Problem description |
Copy every one of the lines below verbatim.

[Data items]
★ ★ ★ ★ ★
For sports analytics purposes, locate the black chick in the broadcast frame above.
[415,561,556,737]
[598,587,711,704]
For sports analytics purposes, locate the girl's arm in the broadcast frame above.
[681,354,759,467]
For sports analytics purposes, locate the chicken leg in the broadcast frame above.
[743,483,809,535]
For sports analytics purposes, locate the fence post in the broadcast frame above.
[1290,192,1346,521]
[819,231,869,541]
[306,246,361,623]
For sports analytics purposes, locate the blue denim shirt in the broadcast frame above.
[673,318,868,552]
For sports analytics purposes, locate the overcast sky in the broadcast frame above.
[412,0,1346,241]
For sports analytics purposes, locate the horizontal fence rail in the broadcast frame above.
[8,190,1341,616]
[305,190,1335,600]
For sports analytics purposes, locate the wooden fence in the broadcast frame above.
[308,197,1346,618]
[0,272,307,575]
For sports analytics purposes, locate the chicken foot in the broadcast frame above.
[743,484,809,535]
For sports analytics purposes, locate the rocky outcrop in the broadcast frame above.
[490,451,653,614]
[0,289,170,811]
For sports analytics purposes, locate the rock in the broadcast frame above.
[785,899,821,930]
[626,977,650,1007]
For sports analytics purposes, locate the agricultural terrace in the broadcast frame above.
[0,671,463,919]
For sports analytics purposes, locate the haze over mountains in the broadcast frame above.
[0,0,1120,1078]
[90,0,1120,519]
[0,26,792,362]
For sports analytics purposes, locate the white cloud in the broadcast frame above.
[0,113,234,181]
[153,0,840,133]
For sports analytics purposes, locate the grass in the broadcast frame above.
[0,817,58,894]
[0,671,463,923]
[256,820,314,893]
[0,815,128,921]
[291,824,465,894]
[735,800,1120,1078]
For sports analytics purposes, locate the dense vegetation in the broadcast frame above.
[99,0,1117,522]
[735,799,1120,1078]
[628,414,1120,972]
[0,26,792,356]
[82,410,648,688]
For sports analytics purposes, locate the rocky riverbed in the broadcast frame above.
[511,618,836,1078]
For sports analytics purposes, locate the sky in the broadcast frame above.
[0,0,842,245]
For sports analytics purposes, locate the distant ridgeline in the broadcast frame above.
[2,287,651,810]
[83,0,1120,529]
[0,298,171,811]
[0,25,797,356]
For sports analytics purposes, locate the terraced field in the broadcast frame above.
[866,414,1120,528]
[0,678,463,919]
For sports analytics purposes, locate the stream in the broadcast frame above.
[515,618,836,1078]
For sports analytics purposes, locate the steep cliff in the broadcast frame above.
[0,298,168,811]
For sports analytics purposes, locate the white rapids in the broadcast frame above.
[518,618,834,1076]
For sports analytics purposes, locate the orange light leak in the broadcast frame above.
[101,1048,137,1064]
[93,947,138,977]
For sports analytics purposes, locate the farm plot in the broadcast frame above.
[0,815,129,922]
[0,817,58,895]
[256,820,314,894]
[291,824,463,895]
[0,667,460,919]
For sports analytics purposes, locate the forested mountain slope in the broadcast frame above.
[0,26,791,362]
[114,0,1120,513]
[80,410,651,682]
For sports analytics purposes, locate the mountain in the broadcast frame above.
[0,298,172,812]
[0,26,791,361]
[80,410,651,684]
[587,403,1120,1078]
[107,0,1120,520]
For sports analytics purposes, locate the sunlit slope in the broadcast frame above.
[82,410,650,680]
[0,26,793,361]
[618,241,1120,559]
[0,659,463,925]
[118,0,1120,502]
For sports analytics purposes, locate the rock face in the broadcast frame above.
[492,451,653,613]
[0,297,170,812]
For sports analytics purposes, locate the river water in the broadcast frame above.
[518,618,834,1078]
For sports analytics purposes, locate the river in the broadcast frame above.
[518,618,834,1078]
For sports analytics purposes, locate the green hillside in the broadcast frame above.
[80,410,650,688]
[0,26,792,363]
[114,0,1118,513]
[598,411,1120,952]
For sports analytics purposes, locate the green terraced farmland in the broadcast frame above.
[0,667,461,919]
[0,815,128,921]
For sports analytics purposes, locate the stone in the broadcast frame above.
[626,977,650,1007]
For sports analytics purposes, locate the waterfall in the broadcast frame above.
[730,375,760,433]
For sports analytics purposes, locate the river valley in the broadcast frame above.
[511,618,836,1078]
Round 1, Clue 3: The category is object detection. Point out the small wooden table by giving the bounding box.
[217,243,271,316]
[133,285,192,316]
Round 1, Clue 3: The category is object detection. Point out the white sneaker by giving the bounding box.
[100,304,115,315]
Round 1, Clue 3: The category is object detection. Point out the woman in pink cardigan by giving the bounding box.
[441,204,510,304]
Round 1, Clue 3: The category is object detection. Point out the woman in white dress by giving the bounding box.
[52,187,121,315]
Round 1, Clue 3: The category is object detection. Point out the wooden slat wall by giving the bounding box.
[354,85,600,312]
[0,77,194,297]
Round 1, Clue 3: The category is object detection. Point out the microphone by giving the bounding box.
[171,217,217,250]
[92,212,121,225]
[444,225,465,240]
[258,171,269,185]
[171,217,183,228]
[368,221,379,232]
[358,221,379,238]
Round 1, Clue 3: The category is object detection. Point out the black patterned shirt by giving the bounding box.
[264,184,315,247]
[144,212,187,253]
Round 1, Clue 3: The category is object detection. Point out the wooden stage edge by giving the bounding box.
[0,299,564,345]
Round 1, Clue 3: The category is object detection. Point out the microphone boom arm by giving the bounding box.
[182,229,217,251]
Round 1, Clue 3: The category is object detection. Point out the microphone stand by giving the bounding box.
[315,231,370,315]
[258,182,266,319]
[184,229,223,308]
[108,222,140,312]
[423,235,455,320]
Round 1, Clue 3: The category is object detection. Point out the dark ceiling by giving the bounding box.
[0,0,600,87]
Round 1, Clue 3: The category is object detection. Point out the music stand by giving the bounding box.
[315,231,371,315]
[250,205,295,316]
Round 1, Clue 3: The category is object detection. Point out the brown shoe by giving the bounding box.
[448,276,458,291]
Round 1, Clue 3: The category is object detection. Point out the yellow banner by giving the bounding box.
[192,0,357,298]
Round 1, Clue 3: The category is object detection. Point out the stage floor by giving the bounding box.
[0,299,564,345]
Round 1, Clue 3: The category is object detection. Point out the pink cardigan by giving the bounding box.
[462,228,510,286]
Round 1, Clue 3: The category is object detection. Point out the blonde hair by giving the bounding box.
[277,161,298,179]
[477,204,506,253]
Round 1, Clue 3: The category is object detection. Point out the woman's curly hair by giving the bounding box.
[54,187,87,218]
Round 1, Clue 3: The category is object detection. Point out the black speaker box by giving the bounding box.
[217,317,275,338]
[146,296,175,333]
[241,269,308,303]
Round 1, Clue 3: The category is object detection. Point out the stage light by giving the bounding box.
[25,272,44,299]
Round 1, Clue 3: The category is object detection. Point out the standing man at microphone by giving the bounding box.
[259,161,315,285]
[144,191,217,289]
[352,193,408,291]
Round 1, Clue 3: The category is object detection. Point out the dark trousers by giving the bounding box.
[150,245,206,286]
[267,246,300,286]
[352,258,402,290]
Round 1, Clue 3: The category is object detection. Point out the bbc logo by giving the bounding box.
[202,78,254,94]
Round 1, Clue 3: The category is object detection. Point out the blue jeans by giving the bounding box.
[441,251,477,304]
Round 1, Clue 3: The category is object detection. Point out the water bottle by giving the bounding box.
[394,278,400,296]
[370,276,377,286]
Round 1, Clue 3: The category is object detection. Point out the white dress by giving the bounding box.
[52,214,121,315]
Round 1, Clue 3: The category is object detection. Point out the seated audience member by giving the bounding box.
★ ★ ★ ★ ★
Response for this exercise |
For sports analytics purposes, locate the black chick in the broadcast frame above.
[415,561,556,737]
[598,587,711,704]
For sports analytics purposes, locate the girl's arm in the broadcast frame above.
[681,354,759,467]
For sports analytics purposes, locate the chicken leg in the broadcast frame above.
[743,483,809,535]
For sports analytics purposes, locate the fence post in the broadcast frame above.
[1290,192,1346,521]
[819,231,869,541]
[306,246,361,623]
For sports analytics purposes, locate the blue denim shirt in the broadcast frame above.
[673,318,868,552]
For sports analytics purposes, locate the overcast sky in the broadcast frame above.
[412,0,1346,241]
For sports analytics purposes, locate the horizontal fence rail in the broadcast frame above.
[8,190,1341,616]
[305,190,1335,600]
For sports analytics purposes, locate the wooden fence in the broadcast frame above.
[308,197,1346,618]
[0,272,307,575]
For sports analytics purposes, locate the chicken foot in the broadcast frame above.
[743,484,809,535]
For sports analytics purposes, locate the rocky outcrop in the broadcast frame above.
[490,451,653,614]
[0,289,170,811]
For sports analytics purposes, locate the rock in the broadcast frame above.
[785,899,821,930]
[626,977,650,1007]
For sports analytics purposes, locate the agricultural terrace in the broadcast frame above.
[0,671,463,919]
For sports analytics purposes, locate the haze over mountains in the broadcast frame above.
[0,0,1120,1078]
[90,0,1120,519]
[0,26,792,362]
For sports analytics purposes, locate the white cloud in the broadcast frame above.
[0,113,234,181]
[153,0,840,133]
For sports analytics purposes, locate the grass in the broadcast frame above.
[0,817,58,894]
[0,671,463,923]
[256,820,314,893]
[0,815,128,921]
[291,824,465,894]
[735,800,1120,1078]
For sports analytics purposes, locate the dense vegetation in the broadcast frame above.
[99,0,1117,522]
[735,799,1120,1078]
[628,414,1120,972]
[0,26,792,356]
[82,410,648,688]
For sports analytics purposes, locate the rocky riverbed in the broadcast frame above.
[511,618,836,1078]
For sports analytics purposes, locate the sky in the broadcast frame above.
[0,0,842,245]
For sports analytics purposes, locate the distant ridgeline in the broadcast frame above.
[2,287,651,810]
[83,0,1120,529]
[0,298,171,811]
[0,25,797,356]
For sports analytics purposes, locate the terraced field in the broadcast frame above.
[866,414,1120,528]
[0,678,463,919]
For sports analytics purposes, locate the stream in the broadcast frame above.
[515,618,836,1078]
For sports analytics purposes, locate the steep cliff in the broadcast frame above.
[0,298,168,811]
For sports analytics purposes, locate the white rapids in the broadcast frame above.
[518,618,834,1076]
For sports analytics purposes, locate the orange light leak in the broadcast frame above.
[101,1048,137,1064]
[93,947,138,977]
For sports analytics purposes, locate the farm plot in the broadcast frame above.
[0,815,129,922]
[0,817,58,895]
[256,820,314,894]
[291,824,463,895]
[0,667,460,919]
For sports analytics purposes, locate the forested mountain slope in the broadcast frame above.
[0,26,791,362]
[114,0,1120,513]
[80,410,651,682]
For sports analytics purposes, locate the mountain in the broadcast frame above.
[0,298,172,812]
[0,26,791,361]
[80,410,651,684]
[587,403,1120,1078]
[107,0,1120,520]
For sports analytics purposes, locate the sunlit slope in the broadcast frame above.
[82,410,650,680]
[0,26,793,361]
[618,241,1120,559]
[0,659,463,925]
[118,0,1120,502]
For sports analytics purposes, locate the rock face in the broadcast frame above.
[492,451,653,613]
[0,297,170,812]
For sports analytics purposes, locate the river water in the broadcast frame above.
[518,618,834,1078]
For sports analytics purposes, locate the river in the broadcast frame above.
[518,618,834,1078]
For sports analytics purposes, locate the green hillside in the broadcast frame above.
[80,410,650,688]
[0,26,792,363]
[114,0,1118,513]
[598,411,1120,952]
For sports analytics purposes, locate the green terraced farmland in the broadcast frame above.
[0,667,461,919]
[0,815,128,921]
For sports analytics purposes, locate the stone in the broadcast frame above.
[626,977,650,1007]
For sports analytics purposes, locate the waterfall in the broadcast frame above.
[730,375,760,433]
For sports analytics purposes, locate the river valley in the broadcast frame above.
[511,618,836,1078]
Round 1, Clue 3: The category is object detection. Point out the small wooden table by giving the bounding box.
[217,243,271,316]
[133,285,192,316]
Round 1, Clue 3: The category is object detection. Point out the white sneaker by giving the bounding box.
[100,304,115,315]
Round 1, Clue 3: The category is object detection. Point out the woman in pink cardigan by giving the bounding box.
[441,204,510,304]
Round 1, Clue 3: The category is object detection. Point out the woman in white dress by giving the bounding box.
[52,187,121,315]
Round 1, Clue 3: The category is object detection. Point out the wooden slat wall by giving the bounding box.
[354,85,600,312]
[0,77,194,297]
Round 1, Clue 3: The category is object detection. Point out the microphone by giving the bounding box.
[171,217,217,250]
[92,212,121,225]
[444,225,465,240]
[258,171,269,185]
[171,217,183,228]
[368,221,379,232]
[358,221,379,238]
Round 1, Clue 3: The category is object detection. Point out the black patterned shirt by giving the bounding box.
[264,184,315,247]
[144,212,187,253]
Round 1, Clue 3: The category is object detection. Point out the wooden stage edge by giving the bounding box.
[0,299,564,345]
Round 1, Clue 3: The category is object detection. Point out the microphone boom arm by giving the bounding box.
[182,229,217,251]
Round 1, Clue 3: The category is object detection. Point out the microphone stand by giving the bounding box.
[315,231,370,315]
[258,182,266,319]
[184,229,223,308]
[108,222,140,312]
[423,235,455,320]
Round 1, Clue 3: The category is object detection. Point out the dark ceiling by giving the bounding box.
[0,0,600,87]
Round 1, Clue 3: The category is object detection. Point out the music stand by giving the bounding box.
[315,231,371,315]
[250,205,295,316]
Round 1, Clue 3: The category is object detection. Point out the brown shoe by giving the bounding box.
[448,276,458,291]
Round 1, Clue 3: The category is object detection. Point out the yellow banner by giving the bounding box.
[192,0,357,298]
Round 1, Clue 3: The category is object detection. Point out the stage floor by giving the bounding box.
[0,299,564,345]
Round 1, Clue 3: The category is object detection. Point out the pink cardigan by giving the bounding box.
[462,228,510,286]
Round 1, Clue 3: The category is object detection. Point out the blonde hair by giving the bounding box.
[277,161,298,179]
[477,204,506,253]
Round 1, Clue 3: The category is object detection. Point out the woman's curly hair by giving the bounding box.
[54,187,87,218]
Round 1, Clue 3: The category is object detection. Point out the black speaker box by giving the bounding box.
[217,317,275,338]
[146,296,175,333]
[241,269,308,303]
Round 1, Clue 3: The category is object detection. Point out the stage light by giving the bounding box.
[25,272,44,299]
Round 1, Clue 3: The category is object detection. Point out the standing man at microphone by giving the bounding box.
[259,161,315,285]
[144,191,217,289]
[352,193,408,291]
Round 1, Clue 3: The category is object detection. Point out the dark trousers by giving the bounding box.
[150,245,206,286]
[267,246,300,286]
[352,258,402,290]
Round 1, Clue 3: The category is object detection. Point out the bbc logo by giving the bounding box.
[202,78,254,94]
Round 1, Clue 3: The category is object detection. Point out the blue jeans by giving the bounding box.
[441,251,477,304]
Round 1, Clue 3: The category is object detection. Point out the water bottle by giving the bounding box.
[394,278,400,296]
[370,276,377,286]
Round 1, Clue 3: The category is object detection. Point out the white dress by giving the bounding box.
[52,214,121,315]
Round 1, Clue 3: The category is object detection. Point out the seated audience member by giving the bounding box.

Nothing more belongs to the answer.